My dear friends,
Thank you, God, for giving us such a beautiful day to lay my sweet husband in his final resting place. As I stood in the bright clear sunshine with the people that we both loved, I felt you and Chris with me. Today for me was more about ritual instead of goodbye. Chris' spirit, his soul, his heart have been with our God for ten days. What we buried today was simply his shell in a beautiful wooden box. Looking at that box did not bring me sadness - because Chris is in one of the many rooms that God prepares for us, moving through them, making friends just as he always has. As I said as part of the open prayer this morning, Chris lives on in the soft brown eyes and dimpled chin of our daughter, the smiles of his friends, the warmth and love of both of our families, and in the beautiful memories that bring me joy.
His memorial service last night was amazing. It is exactly the type of service he would have wanted. Simple, straightforward, and focused on celebrating his life. His friends gave eulogies that were candid, thoughtful, moving, and hilarious. All of us, all 500 people who were packed into our church, laughed, and smiled and remembered Chris as he really was - joyful, funny, and always there for those who needed him. From the front pew I listened to them remember their friend, their brother, and knew that Chris was above us listening and laughing with us.
We have had an enormous group of people reach out to us during this difficult time. The outpouring of support is such a testament to the effect that Chris had on people, and it is beautiful to witness. So many people have told me that what I have been writing is inspiring-or that they are amazed by my strength. But I want to be clear - any strength I have is a gift from above. A gift given to me by God and my husband to help me through this unbelievably trying time. And it is a gift that I will accept with an open heart while it is given.
I certainly have times of incredible sadness. Usually when it is quiet, when I have a moment to myself. In those times it is easier to slip into darkness. But so far, even in those moments, I don't feel lost or scared - just mournful. Last week I saw a dear friend who is struggling with an illness, and who has managed to have keep her spirits high. I asked her how, and she said, "I pray constantly." I realized at the moment that while I had been talking to Chris, I had not been talking to God. I don't know why, maybe I was angry or afraid, but at moment I thought of a simple prayer. "God thank you for Chris. Please give me strength, serenity, patience and purpose." As I say those words, I feel like I can breathe again, and I have been saying them constantly.

Available data
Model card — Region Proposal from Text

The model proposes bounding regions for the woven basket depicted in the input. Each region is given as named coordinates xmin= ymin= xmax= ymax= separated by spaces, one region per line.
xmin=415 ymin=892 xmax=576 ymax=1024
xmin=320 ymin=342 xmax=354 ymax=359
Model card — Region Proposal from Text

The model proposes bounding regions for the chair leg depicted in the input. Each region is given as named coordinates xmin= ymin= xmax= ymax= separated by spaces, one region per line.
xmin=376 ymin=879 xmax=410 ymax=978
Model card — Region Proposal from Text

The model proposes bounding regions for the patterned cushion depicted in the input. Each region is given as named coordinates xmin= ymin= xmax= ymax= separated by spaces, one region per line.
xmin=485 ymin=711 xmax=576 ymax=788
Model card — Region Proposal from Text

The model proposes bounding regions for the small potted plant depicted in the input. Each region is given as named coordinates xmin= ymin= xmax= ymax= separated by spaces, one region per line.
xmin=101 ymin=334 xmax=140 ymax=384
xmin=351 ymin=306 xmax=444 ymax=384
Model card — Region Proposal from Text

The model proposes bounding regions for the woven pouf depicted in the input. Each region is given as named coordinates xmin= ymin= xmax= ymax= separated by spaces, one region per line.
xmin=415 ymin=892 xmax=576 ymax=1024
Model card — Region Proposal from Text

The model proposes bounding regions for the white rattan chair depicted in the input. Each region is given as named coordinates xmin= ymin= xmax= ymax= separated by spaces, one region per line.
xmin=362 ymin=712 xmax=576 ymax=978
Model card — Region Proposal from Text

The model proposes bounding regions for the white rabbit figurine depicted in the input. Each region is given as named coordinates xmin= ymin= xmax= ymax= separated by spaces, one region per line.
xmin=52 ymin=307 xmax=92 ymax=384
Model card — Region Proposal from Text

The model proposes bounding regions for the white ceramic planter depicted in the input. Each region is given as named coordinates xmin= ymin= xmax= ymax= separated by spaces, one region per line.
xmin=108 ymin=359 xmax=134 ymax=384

Your goal
Print the letter's words from "We have had" up to and including "it is given.".

Output for this task
We have had an enormous group of people reach out to us during this difficult time. The outpouring of support is such a testament to the effect that Chris had on people, and it is beautiful to witness. So many people have told me that what I have been writing is inspiring-or that they are amazed by my strength. But I want to be clear - any strength I have is a gift from above. A gift given to me by God and my husband to help me through this unbelievably trying time. And it is a gift that I will accept with an open heart while it is given.